- _Records for this task_

####

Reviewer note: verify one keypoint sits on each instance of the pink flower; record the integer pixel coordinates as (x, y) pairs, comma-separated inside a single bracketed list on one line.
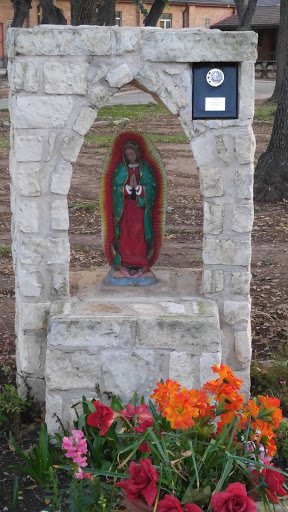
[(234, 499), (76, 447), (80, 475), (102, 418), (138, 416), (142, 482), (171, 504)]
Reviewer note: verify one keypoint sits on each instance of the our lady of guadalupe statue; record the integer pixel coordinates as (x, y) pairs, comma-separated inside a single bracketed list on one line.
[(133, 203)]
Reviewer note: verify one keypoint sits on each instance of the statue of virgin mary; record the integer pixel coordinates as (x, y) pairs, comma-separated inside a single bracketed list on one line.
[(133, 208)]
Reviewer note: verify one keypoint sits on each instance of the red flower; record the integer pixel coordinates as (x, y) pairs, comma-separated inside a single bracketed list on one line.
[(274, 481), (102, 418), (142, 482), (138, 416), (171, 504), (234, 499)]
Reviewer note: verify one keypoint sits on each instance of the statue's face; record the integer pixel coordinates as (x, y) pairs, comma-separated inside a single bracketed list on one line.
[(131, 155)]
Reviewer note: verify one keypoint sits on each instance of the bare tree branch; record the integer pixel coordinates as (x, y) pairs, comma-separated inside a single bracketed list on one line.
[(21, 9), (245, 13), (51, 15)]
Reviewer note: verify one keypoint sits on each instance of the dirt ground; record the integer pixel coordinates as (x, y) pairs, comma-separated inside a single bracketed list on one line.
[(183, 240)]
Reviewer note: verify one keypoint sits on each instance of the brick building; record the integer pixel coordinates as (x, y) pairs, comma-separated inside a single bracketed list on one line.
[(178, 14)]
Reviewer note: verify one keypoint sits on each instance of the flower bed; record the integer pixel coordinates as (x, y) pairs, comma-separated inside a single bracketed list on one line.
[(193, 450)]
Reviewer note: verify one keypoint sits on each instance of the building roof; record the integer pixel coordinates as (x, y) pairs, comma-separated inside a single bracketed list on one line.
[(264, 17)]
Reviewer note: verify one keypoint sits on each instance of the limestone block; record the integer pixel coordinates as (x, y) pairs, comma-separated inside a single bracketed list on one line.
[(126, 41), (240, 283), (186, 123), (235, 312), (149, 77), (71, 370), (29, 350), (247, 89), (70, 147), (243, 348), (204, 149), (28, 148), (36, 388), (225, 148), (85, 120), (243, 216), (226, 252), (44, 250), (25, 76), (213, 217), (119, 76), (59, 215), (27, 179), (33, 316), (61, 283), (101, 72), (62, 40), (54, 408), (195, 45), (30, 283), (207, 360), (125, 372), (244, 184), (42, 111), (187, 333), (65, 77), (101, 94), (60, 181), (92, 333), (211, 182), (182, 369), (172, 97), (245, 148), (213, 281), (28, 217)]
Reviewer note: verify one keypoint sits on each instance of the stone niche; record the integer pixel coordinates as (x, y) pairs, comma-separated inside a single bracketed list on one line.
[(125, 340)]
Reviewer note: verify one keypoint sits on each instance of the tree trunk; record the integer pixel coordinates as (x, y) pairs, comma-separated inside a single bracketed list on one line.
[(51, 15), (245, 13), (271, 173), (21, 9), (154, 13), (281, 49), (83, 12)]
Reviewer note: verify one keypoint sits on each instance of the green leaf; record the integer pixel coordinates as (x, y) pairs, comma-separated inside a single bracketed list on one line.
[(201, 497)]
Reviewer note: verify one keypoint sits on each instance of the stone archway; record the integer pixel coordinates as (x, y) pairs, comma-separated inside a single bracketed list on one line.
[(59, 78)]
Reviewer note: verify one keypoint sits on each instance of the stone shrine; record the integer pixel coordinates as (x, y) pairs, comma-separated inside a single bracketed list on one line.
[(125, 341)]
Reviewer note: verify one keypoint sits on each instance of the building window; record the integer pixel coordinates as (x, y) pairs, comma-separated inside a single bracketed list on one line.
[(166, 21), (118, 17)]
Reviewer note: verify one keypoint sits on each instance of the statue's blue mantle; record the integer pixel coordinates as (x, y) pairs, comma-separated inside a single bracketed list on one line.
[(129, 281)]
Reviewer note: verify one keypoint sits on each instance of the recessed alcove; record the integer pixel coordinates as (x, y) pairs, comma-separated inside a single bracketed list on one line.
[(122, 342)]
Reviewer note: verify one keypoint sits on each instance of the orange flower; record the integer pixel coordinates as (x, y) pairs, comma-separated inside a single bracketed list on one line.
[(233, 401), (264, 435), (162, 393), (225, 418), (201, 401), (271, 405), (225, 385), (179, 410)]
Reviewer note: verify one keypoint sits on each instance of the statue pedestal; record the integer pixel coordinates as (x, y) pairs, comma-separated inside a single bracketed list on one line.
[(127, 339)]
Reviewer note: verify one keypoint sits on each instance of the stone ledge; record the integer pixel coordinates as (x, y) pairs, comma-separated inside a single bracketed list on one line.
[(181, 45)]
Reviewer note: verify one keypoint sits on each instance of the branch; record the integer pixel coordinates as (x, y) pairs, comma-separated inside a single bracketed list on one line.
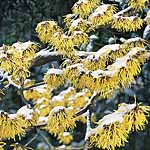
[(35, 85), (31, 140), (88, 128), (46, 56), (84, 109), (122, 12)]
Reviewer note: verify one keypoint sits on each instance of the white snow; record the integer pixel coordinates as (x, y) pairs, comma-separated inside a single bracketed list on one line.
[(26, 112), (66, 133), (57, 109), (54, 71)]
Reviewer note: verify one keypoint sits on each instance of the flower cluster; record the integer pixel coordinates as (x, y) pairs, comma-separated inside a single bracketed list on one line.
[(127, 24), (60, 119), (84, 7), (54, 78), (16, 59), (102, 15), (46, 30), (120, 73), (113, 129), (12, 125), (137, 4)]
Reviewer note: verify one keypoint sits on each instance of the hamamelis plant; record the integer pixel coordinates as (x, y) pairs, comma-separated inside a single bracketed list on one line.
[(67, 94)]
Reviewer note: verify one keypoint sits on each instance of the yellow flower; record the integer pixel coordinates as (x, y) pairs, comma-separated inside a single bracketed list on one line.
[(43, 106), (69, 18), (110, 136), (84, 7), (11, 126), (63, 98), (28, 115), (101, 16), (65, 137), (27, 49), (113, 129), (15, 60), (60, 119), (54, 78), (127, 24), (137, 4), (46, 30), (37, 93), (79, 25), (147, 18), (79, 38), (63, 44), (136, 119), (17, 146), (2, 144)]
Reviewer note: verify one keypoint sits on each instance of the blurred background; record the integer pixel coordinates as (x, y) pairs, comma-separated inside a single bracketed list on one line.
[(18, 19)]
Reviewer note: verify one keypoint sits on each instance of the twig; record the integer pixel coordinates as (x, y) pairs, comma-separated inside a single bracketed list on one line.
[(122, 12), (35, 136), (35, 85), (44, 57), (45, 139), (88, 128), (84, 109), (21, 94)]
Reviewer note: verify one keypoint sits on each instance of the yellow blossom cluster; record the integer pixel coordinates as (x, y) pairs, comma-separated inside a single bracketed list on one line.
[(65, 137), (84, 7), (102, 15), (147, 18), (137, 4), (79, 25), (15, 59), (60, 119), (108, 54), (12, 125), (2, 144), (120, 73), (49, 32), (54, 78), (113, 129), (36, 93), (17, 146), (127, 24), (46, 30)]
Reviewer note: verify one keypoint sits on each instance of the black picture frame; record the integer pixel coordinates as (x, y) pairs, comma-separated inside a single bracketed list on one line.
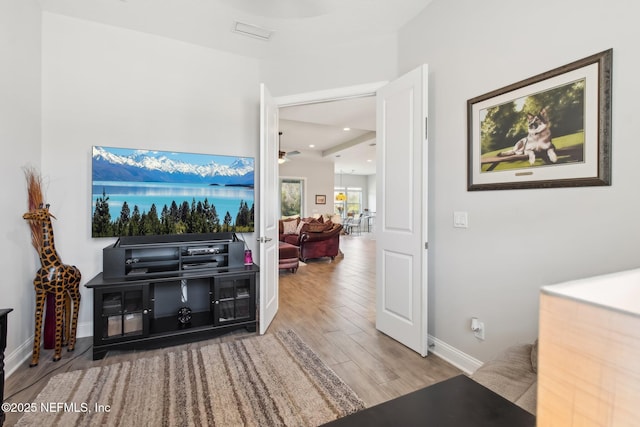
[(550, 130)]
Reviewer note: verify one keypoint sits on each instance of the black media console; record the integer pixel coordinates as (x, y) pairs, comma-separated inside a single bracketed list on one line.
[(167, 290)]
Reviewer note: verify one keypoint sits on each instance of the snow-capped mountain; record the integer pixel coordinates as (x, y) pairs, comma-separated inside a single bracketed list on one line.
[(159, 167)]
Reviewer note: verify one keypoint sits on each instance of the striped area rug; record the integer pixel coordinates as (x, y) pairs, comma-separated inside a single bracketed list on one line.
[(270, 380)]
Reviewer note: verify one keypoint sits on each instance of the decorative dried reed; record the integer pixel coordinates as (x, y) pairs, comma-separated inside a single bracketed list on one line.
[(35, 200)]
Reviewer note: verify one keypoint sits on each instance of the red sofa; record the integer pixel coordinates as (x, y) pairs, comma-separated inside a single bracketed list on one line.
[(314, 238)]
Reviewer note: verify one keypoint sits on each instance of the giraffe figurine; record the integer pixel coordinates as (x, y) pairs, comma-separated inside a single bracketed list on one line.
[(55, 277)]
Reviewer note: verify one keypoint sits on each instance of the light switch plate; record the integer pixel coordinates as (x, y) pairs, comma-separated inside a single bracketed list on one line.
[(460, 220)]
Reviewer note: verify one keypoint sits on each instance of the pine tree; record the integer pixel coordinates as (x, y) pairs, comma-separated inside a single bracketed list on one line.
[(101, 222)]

####

- _Required task_
Set out everything from the start of the records down to the line containing "[(131, 155)]" as a JSON list of strings, one string per line with blank lines omitted. Leave the pictures out of the answer.

- _Exercise solution_
[
  "Reviewer note: verify one keypoint sits on each instance of the pink flower; record the integer pixel coordinates as (x, y) pairs, comma-separated inside a single bracketed list on one line.",
  "[(234, 499), (76, 447), (80, 475), (102, 418), (138, 416), (142, 482), (171, 504)]",
  "Reviewer note: verify one keypoint sits on each instance of the our lady of guadalupe statue; record the integer pixel coordinates as (x, y) pairs, comma-separated inside a single bracketed list on one line.",
  "[(133, 203)]",
  "Reviewer note: verify one keypoint sits on each instance of the statue of virgin mary; record the integer pixel coordinates as (x, y) pairs, comma-separated inside a single bracketed list on one line.",
  "[(133, 208)]",
  "Reviewer note: verify one keypoint sits on each instance of the red flower; record the integer pixel coordinates as (x, y) pairs, comma-separated inside a single bracketed list on one line.",
  "[(274, 481), (102, 418), (142, 482), (138, 416), (171, 504), (234, 499)]",
  "Reviewer note: verify one keypoint sits on each instance of the statue's face; record the integer pixel coordinates as (x, y) pairs, comma-separated inside a single bracketed list on one line.",
  "[(131, 155)]"
]